** BEGIN **
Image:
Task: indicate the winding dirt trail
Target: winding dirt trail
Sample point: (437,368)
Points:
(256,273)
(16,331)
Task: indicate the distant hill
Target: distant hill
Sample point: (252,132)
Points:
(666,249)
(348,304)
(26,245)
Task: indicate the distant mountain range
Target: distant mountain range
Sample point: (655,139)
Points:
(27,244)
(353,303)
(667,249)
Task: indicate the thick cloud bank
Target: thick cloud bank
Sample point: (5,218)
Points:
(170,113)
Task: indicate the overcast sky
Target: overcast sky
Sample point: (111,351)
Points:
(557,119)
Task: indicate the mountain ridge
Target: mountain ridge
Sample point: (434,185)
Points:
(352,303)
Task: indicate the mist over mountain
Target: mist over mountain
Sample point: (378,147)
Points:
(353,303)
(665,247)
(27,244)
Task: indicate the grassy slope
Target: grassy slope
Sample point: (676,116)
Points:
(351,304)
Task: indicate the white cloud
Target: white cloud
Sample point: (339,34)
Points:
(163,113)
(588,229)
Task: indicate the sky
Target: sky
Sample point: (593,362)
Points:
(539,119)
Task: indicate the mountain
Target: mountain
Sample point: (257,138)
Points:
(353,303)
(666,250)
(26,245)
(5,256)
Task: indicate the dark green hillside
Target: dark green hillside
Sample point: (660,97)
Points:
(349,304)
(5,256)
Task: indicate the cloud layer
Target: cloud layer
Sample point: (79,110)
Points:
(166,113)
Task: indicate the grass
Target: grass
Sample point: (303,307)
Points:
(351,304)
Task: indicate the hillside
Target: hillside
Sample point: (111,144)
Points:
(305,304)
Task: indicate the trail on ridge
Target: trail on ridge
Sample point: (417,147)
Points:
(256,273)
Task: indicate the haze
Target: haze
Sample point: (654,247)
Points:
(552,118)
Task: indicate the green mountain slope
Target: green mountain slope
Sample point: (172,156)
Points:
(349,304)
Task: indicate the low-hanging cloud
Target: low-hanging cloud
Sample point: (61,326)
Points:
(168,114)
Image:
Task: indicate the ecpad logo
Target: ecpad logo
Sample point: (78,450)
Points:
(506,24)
** END **
Turn all of the material above into a JSON list of strings, with one string for each line and no blank lines.

[
  "Image:",
  "Task: indicate the winding dirt trail",
  "Target: winding dirt trail",
  "Sample point: (437,368)",
  "Points:",
  "(256,273)",
  "(16,331)",
  "Task: indicate the distant hill",
  "Target: distant hill",
  "Sample point: (252,132)",
  "Points:",
  "(666,249)",
  "(348,304)",
  "(26,245)",
  "Task: indicate the distant mountain range",
  "Target: distant mountain range",
  "Sample point: (655,139)",
  "Points:",
  "(27,244)",
  "(353,303)",
  "(667,249)",
  "Task: indicate the thick cloud bank",
  "Target: thick cloud bank",
  "Sample point: (5,218)",
  "Points:",
  "(170,113)",
  "Task: indicate the overcast sky",
  "Target: overcast sky",
  "Sample point: (111,351)",
  "Points:",
  "(557,119)",
  "Task: indicate the mountain ridge",
  "Target: mountain ridge",
  "Sample point: (434,185)",
  "Points:",
  "(352,303)",
  "Task: indicate the mist over mountain",
  "Target: mist over mountain",
  "Sample point: (378,147)",
  "Points:",
  "(353,303)",
  "(665,247)",
  "(27,244)",
  "Task: indicate the grassy slope",
  "Target: grassy slope",
  "Sample point: (676,116)",
  "Points:",
  "(351,304)",
  "Task: indicate the white cloud",
  "Target: white cloud",
  "Sample point: (339,34)",
  "Points:",
  "(163,113)",
  "(588,229)",
  "Task: indicate the sky",
  "Target: sky",
  "Sample point: (593,362)",
  "Points:",
  "(539,119)",
  "Task: indicate the mountain",
  "Target: mountain",
  "Sample point: (257,138)",
  "Points:",
  "(353,303)",
  "(666,250)",
  "(26,245)",
  "(5,256)",
  "Task: indicate the dark green hillside",
  "Target: dark green hillside",
  "Sample point: (660,97)",
  "Points:",
  "(349,304)",
  "(5,256)",
  "Task: indicate the cloud layer",
  "Target: cloud layer",
  "Sample point: (79,110)",
  "Points:",
  "(166,113)",
  "Task: indicate the grass",
  "Target: grass",
  "Sample point: (303,307)",
  "Points:",
  "(351,304)",
  "Task: indicate the hillside",
  "Target: hillside",
  "Sample point: (111,144)",
  "Points:",
  "(305,304)",
  "Task: indicate the trail on ridge",
  "Target: trail on ridge",
  "Sample point: (417,147)",
  "Points:",
  "(256,273)",
  "Task: indicate the haze",
  "Target: haze",
  "Sample point: (654,247)",
  "Points:",
  "(552,118)",
  "Task: indicate the green mountain slope",
  "Target: green mountain slope",
  "Sample point: (172,156)",
  "Points:",
  "(349,304)",
  "Task: indicate the low-hanging cloud",
  "Target: low-hanging cloud",
  "Sample point: (61,326)",
  "Points:",
  "(168,114)",
  "Image:",
  "Task: indicate the ecpad logo",
  "Target: ecpad logo",
  "Sample point: (78,450)",
  "Points:",
  "(506,24)"
]